[Exercise goal]: Starting from the line containing "--target bare tree", write out every remaining line exactly, the last one included.

[The data]:
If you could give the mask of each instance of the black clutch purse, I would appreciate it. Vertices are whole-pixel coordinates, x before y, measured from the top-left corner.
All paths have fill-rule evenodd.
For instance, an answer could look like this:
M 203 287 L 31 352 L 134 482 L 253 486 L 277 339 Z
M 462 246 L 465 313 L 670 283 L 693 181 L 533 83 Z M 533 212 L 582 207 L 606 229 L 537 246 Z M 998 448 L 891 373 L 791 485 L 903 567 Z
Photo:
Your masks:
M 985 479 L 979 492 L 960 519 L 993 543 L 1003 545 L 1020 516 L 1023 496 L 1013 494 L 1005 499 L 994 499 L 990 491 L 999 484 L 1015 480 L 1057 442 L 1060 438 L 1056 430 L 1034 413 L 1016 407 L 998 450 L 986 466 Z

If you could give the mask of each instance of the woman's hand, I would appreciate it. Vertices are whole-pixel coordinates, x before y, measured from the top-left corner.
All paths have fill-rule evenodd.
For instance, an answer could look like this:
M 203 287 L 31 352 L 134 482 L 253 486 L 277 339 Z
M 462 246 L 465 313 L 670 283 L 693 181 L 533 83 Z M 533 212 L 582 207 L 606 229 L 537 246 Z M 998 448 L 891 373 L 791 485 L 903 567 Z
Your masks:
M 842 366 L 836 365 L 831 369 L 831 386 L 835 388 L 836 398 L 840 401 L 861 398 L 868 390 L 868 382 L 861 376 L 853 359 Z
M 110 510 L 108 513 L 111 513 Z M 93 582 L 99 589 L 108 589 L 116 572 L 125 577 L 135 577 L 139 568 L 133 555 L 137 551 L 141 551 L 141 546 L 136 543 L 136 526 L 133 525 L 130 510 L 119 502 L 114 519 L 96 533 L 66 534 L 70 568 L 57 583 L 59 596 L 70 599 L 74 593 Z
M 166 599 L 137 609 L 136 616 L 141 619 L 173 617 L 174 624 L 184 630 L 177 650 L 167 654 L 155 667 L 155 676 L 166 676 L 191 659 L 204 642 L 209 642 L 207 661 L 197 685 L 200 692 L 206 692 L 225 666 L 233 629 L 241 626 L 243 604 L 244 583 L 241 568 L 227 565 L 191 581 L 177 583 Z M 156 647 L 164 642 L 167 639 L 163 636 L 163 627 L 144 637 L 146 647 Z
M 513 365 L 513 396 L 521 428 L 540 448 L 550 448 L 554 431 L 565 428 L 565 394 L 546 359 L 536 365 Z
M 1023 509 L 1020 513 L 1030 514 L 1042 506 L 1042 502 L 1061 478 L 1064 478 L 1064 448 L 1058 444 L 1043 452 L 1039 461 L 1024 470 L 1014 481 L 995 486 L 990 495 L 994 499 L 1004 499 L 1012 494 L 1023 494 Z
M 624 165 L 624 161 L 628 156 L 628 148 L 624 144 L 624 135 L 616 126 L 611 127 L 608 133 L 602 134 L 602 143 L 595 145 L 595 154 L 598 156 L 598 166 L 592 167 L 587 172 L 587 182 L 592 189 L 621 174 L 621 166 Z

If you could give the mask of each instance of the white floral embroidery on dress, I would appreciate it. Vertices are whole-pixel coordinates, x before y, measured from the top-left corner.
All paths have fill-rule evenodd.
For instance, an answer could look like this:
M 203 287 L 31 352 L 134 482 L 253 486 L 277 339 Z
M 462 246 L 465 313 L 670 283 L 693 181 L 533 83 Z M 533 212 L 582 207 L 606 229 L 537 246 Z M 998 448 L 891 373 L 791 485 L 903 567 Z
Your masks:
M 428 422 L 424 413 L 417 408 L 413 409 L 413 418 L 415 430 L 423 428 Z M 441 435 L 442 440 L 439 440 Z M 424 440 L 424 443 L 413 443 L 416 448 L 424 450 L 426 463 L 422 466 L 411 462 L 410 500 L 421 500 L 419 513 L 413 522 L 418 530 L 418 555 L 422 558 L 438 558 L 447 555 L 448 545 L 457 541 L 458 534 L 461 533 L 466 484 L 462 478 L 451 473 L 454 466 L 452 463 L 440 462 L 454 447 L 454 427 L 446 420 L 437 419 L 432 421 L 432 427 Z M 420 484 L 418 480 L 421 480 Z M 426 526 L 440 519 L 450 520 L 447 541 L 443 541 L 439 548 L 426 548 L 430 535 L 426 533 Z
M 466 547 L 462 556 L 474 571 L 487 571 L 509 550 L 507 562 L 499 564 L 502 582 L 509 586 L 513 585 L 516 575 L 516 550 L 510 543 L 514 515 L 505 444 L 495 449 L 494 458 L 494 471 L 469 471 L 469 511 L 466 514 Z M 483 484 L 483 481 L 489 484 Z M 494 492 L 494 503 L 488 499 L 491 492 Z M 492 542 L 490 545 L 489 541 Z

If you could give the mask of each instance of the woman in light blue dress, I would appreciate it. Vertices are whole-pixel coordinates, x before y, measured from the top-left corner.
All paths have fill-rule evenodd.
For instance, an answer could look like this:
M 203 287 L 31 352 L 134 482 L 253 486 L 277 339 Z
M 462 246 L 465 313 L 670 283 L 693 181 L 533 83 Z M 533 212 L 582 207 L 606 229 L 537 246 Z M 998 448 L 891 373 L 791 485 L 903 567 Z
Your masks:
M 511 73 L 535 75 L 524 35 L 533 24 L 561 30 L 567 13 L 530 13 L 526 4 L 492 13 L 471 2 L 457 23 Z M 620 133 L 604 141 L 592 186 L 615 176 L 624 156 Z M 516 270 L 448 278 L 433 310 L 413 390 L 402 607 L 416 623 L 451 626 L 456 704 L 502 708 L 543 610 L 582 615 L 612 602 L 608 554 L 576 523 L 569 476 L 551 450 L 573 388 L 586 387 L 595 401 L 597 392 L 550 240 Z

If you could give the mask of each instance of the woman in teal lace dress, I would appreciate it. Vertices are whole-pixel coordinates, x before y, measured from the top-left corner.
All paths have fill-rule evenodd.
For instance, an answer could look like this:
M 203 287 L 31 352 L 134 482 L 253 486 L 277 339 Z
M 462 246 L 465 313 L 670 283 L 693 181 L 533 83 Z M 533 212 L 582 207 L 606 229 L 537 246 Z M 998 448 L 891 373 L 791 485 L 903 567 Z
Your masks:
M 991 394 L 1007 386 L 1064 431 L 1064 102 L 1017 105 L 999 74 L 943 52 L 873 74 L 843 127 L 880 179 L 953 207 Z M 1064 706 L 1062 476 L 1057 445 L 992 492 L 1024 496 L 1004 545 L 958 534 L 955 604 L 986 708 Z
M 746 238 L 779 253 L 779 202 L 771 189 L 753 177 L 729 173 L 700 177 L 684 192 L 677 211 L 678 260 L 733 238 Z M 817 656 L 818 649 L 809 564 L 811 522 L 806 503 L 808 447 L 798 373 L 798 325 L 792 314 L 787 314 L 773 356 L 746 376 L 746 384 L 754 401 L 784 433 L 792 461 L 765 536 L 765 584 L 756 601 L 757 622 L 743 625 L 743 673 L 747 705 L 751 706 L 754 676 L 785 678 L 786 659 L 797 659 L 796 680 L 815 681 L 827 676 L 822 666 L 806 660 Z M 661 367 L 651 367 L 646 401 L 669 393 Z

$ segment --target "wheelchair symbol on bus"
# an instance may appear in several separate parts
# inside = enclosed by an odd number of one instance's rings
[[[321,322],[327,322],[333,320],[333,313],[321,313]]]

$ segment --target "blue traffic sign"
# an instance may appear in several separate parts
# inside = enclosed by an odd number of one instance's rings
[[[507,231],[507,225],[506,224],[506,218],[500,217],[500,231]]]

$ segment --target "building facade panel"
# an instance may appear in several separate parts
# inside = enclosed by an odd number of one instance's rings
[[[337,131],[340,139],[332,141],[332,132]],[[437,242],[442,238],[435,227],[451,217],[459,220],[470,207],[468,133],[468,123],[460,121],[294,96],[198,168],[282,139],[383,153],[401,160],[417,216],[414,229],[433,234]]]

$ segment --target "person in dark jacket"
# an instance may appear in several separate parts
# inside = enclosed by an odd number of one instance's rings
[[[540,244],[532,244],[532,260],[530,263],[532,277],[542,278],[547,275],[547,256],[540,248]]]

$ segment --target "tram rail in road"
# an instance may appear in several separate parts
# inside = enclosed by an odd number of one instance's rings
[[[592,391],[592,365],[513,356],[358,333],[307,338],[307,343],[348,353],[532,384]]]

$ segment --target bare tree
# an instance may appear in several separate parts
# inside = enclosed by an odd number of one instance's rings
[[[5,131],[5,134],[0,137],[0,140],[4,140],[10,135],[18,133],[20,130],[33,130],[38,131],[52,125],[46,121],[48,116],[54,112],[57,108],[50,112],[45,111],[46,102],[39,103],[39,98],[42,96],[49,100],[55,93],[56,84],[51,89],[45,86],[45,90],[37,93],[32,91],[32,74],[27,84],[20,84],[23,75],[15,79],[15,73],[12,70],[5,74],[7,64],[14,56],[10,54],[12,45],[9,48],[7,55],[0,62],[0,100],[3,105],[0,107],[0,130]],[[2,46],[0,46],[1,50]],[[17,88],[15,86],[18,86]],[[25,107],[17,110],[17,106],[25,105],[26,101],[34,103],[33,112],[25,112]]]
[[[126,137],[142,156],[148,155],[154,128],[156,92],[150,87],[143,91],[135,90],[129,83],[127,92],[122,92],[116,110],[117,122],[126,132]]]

[Task solution]:
$ segment --target bare tree
# an instance may appear in several separate parts
# inside = enclosed by an odd number of one instance's rings
[[[5,131],[5,134],[0,137],[0,140],[4,140],[10,135],[18,133],[20,130],[33,130],[38,131],[52,125],[46,121],[48,116],[54,112],[57,108],[50,112],[45,111],[46,102],[39,103],[39,98],[42,96],[49,100],[55,93],[56,84],[51,89],[45,86],[45,90],[37,93],[32,91],[32,74],[27,84],[20,84],[23,75],[15,79],[15,73],[12,70],[5,74],[7,64],[14,56],[10,54],[12,45],[9,48],[7,55],[0,62],[0,100],[3,105],[0,107],[0,130]],[[2,46],[0,46],[1,50]],[[17,88],[15,86],[18,86]],[[25,107],[17,110],[17,106],[25,105],[26,101],[34,103],[33,112],[25,112]]]
[[[126,137],[142,156],[148,155],[154,128],[156,92],[150,87],[143,91],[135,90],[129,83],[127,92],[122,92],[116,110],[117,122],[126,132]]]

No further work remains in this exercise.